Would you copy each line of the data below that has "blue"?
**** STORED DATA ****
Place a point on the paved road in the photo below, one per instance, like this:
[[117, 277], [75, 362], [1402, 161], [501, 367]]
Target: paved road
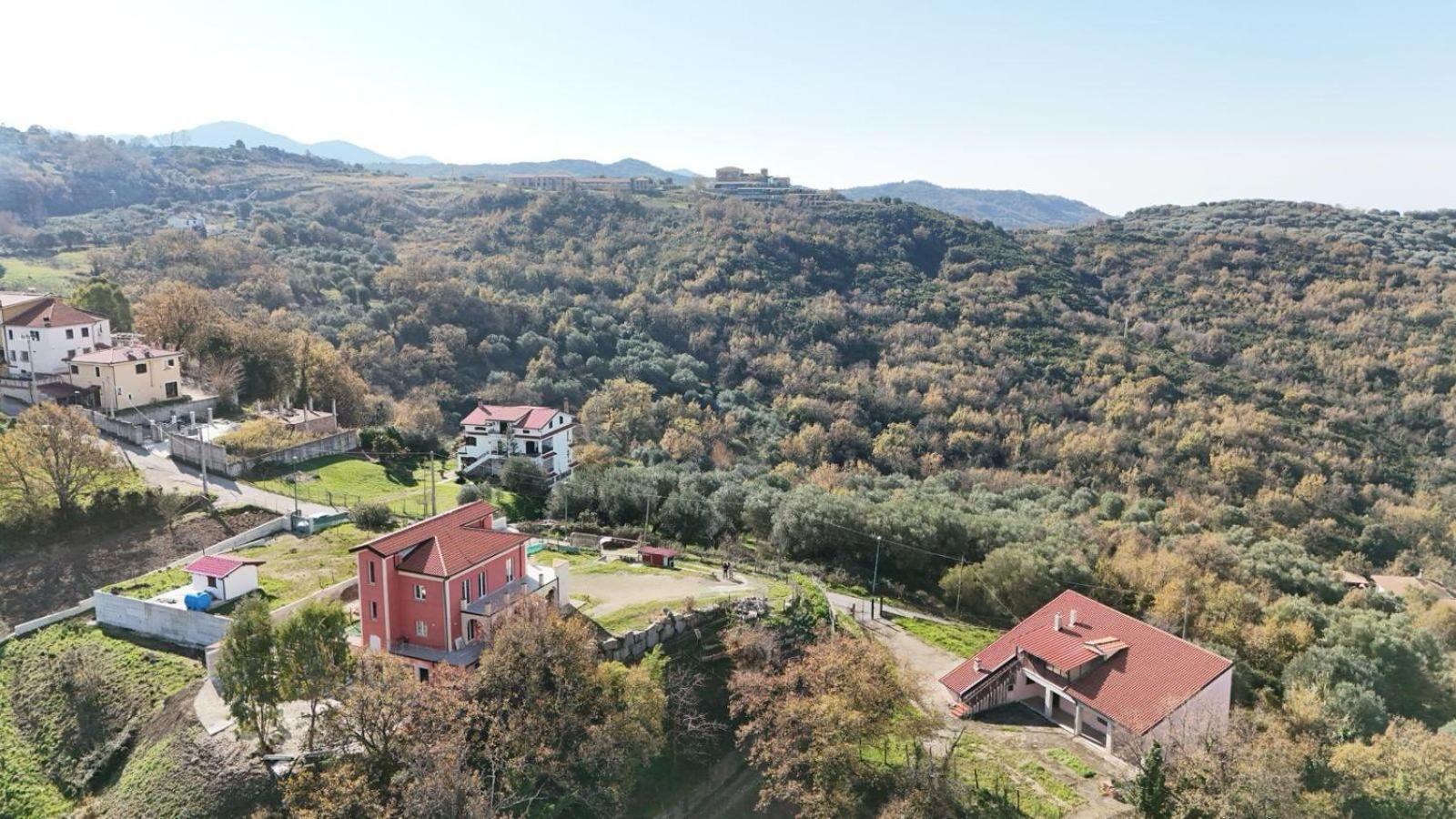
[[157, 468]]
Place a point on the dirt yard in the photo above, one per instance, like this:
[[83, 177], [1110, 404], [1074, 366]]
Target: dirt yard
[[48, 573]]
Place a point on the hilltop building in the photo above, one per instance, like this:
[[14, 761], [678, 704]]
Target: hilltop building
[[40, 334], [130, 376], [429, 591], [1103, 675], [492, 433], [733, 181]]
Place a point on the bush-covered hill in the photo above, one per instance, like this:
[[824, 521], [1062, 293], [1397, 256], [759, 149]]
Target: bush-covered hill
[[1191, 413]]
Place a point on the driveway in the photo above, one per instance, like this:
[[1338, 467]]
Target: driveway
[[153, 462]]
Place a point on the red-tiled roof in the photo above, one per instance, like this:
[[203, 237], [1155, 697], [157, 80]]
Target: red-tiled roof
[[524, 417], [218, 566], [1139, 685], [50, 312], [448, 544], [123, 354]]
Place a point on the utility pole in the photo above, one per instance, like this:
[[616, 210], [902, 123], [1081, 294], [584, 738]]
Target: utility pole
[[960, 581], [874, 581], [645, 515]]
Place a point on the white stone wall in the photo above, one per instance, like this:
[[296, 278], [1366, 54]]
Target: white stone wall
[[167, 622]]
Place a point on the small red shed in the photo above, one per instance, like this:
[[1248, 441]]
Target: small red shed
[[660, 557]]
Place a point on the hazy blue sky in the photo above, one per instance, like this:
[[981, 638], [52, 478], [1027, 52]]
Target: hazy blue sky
****
> _OUTPUT OF THE EXERCISE_:
Place a point on the hazy blue sky in the photo above, one per instance, like this:
Target: hazy blue sky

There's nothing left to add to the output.